À réaliser:
**1)** Reproduisez à l'identique le passage de la discussion sur le colorant à café qui commence par les mots contenant "Je ne raffole" et se termine par "genre : _coffee launderer_.".
**2)** Relevez tous les pseudonymes placés en titre des messages dans la discussion sur le colorant à café.

Extrait du texte:
/---

Je ne raffole pas non plus de « _colorant à café_ ». Mais bon, c'est plus courant que la traduction littérale « _blanchisseur à café_ » qui est encore moins heureuse àma. 
Quant à _Blanchisseur *de* café et *de* thé_ comme je trouve sous le lien du post # 7, on dirait un titre de profession, du genre : _coffee launderer_.  

Je dis (mais je n'en mets pas dans mon café) "_coffee mate_". 

*Note :* pour moi, des "_coffee creamers_", ce sont les petites coupelles ou « _nuages de lait_ » (joli) dont itka a parlé. 
Au Québec, on dit des « *crémettes* », même quand il s'agit de lait à 2 % de matières grasses.


----------



## Aoyama

"Crémette" c'est bien, mais ça doit être une appellation déposée.
Pour "coffee mate" on aurait "pote à café", bien aussi ... Un peu de pote à café ?


----------



## Souxie

Aoyama said:


> Un peu de pote à café ?


----------



## orlando09

Je confirme que ce produit n'est pas du lait en poudre, mais un poudre fait avec d'autres ingrédients pour ajouter à une tasse de café pour donner le goût et apparence d'un café crème. Je suppose que puisqu'il n'est pas connu en France il faudrait dire "blanchisseur de café" (et puis expiquer ce que c'est) ou peut-être succédané de lait en poudre pour le café... Il me semble que ce n'est plus très populaire en Angleterre, mais il l'était pendant leas années 80. Il me semble qu'il donnait un goût un peu plus riche que le lait en poudre (un peu comme lorsqu'on met de la crème dans le café plutôt que du lait), et que l'on pouvait le verser directement dans du café très chaud, ce qui n'est pas toujours le cas avec les laits en poudre. Il me semble que le goût n'en était pas mauvais, mais évidemment ce n'est pas un produit très naturel.

\---

(Extraits du jeu de données de pointage)

/---

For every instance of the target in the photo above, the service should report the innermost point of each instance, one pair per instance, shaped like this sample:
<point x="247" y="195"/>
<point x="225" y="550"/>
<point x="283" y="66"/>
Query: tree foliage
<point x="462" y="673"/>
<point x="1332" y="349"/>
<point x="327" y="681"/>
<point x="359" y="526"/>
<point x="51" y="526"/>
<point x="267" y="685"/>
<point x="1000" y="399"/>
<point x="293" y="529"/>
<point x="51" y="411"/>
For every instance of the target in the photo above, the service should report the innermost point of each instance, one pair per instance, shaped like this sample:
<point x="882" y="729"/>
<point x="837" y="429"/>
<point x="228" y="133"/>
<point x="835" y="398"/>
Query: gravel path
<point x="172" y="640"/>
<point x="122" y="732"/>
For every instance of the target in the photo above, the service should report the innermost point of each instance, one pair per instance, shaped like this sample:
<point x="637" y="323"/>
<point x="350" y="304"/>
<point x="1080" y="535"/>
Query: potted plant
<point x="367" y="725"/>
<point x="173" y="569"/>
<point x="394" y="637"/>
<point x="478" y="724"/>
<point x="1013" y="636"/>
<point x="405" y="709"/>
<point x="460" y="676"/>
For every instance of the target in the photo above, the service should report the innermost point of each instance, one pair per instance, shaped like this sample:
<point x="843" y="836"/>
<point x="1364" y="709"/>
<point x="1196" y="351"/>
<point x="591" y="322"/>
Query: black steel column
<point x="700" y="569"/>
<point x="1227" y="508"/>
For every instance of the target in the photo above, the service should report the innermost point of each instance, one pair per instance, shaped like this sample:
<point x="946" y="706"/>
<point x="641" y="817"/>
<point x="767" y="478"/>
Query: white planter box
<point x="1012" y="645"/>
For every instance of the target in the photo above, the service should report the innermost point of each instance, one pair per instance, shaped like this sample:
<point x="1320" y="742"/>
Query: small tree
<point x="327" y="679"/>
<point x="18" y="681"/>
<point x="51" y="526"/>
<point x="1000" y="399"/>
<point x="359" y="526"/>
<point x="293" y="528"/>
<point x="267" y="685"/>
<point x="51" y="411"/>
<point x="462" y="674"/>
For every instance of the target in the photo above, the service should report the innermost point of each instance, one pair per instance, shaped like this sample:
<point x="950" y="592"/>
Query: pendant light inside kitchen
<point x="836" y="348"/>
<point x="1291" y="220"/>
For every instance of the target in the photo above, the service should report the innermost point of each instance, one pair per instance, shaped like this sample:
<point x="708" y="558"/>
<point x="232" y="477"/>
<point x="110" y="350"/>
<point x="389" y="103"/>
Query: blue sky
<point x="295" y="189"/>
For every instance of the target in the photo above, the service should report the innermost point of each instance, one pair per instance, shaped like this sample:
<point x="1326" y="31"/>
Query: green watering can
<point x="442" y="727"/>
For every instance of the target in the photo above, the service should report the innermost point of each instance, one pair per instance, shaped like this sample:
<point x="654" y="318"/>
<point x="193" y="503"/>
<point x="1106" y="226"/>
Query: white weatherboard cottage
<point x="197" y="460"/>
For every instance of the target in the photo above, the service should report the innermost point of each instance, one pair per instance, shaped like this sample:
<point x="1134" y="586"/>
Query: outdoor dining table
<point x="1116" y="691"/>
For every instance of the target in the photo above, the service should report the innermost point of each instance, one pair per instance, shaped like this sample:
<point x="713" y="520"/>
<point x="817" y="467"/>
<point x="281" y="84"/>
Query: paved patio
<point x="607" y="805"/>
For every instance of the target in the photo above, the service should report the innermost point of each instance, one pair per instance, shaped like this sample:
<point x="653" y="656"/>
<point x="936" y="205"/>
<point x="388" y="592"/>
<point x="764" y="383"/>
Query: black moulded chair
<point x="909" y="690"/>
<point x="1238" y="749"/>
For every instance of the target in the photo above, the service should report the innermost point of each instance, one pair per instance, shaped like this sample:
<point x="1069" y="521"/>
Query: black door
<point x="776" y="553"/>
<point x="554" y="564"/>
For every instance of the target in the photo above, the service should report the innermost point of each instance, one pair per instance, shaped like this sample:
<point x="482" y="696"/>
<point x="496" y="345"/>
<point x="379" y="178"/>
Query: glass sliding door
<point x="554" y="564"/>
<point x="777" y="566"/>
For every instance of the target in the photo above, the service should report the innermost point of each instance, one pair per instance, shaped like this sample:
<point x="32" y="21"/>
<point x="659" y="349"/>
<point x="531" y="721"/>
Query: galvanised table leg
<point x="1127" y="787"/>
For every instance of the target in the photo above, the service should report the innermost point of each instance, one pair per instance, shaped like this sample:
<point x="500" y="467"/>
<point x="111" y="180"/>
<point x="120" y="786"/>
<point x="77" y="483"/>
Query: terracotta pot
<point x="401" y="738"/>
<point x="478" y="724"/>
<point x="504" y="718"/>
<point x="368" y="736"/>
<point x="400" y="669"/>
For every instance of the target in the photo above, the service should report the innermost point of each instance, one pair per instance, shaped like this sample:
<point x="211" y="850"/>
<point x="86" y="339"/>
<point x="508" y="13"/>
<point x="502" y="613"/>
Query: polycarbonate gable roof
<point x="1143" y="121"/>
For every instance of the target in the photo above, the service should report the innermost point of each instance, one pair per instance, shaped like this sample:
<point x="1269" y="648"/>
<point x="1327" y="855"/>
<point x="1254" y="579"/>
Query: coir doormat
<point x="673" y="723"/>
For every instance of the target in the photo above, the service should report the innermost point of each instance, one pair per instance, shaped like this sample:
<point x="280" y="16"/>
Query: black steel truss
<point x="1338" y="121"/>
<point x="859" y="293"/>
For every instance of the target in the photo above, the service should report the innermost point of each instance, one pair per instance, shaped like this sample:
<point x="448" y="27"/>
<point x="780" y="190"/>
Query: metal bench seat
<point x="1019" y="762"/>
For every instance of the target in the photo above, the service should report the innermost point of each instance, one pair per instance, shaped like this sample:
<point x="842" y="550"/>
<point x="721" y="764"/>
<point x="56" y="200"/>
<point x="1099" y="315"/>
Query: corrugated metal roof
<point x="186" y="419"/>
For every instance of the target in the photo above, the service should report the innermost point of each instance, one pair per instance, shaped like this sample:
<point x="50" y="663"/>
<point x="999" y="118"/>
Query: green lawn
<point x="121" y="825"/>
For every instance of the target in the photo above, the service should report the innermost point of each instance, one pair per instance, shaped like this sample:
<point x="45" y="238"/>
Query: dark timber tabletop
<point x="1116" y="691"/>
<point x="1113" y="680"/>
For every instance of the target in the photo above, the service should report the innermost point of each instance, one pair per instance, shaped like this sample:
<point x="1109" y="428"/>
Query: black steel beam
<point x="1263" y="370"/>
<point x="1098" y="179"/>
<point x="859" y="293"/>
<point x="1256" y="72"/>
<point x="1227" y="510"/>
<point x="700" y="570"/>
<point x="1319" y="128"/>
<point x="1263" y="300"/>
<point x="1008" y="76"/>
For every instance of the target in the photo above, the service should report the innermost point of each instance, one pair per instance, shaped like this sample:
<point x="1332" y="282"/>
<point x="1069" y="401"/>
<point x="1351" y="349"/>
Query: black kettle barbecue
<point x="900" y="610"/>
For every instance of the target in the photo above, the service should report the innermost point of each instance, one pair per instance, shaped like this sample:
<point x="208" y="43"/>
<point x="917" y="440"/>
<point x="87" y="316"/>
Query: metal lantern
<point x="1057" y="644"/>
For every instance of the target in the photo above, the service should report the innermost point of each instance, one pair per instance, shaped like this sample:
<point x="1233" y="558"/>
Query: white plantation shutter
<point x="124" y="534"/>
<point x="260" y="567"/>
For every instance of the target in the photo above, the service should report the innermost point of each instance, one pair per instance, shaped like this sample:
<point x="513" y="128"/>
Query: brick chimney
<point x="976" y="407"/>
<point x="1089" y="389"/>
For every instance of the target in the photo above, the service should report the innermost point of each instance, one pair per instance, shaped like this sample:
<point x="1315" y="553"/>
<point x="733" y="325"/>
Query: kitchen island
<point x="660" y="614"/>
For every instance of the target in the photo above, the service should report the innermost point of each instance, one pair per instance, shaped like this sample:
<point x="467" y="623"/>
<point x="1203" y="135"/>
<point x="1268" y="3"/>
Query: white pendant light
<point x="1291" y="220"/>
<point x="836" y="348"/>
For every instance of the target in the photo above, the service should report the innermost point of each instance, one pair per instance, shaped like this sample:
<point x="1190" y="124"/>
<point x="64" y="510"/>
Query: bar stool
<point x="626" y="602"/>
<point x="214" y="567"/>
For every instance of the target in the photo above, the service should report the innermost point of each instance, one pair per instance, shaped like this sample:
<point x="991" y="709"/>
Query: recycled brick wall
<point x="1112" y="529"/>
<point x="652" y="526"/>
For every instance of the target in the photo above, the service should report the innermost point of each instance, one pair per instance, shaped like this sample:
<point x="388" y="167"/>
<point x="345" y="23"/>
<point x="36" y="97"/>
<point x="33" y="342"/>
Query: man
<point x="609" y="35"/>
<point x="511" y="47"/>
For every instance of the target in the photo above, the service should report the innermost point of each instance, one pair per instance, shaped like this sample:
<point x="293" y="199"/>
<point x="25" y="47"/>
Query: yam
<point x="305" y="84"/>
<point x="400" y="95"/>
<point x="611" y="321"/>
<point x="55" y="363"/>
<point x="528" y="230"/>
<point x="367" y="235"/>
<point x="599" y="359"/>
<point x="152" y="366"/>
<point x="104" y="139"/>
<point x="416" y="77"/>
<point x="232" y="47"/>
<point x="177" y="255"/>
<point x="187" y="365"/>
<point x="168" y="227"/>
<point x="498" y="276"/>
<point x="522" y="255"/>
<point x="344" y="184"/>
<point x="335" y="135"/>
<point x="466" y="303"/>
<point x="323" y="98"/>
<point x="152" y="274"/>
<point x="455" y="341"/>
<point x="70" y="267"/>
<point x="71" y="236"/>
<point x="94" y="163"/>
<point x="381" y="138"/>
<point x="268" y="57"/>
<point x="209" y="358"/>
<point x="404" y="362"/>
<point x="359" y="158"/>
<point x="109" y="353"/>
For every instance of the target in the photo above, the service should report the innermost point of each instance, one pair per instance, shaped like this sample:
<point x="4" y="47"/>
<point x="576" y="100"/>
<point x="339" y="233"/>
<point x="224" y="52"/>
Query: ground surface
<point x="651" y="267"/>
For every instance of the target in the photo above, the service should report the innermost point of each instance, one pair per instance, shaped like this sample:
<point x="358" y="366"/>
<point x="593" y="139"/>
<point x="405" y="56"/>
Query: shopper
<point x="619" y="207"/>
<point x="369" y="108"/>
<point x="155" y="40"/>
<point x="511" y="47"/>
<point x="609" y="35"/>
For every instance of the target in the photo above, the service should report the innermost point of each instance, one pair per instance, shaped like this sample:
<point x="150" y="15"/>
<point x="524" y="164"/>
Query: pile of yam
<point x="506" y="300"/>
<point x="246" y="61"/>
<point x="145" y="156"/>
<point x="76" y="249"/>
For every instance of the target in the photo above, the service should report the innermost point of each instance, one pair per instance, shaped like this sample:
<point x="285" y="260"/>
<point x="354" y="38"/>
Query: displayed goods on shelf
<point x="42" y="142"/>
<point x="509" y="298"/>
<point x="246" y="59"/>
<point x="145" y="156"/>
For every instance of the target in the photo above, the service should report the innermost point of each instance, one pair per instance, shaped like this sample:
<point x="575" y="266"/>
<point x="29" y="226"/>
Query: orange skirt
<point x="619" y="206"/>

\---

Réponses détaillées:
**1)**
Je ne raffole pas non plus de « _colorant à café_ ». Mais bon, c'est plus courant que la traduction littérale « _blanchisseur à café_ » qui est encore moins heureuse àma. 
Quant à _Blanchisseur *de* café et *de* thé_ comme je trouve sous le lien du post # 7, on dirait un titre de profession, du genre : _coffee launderer_.

**2)** Aoyama, Souxie, orlando09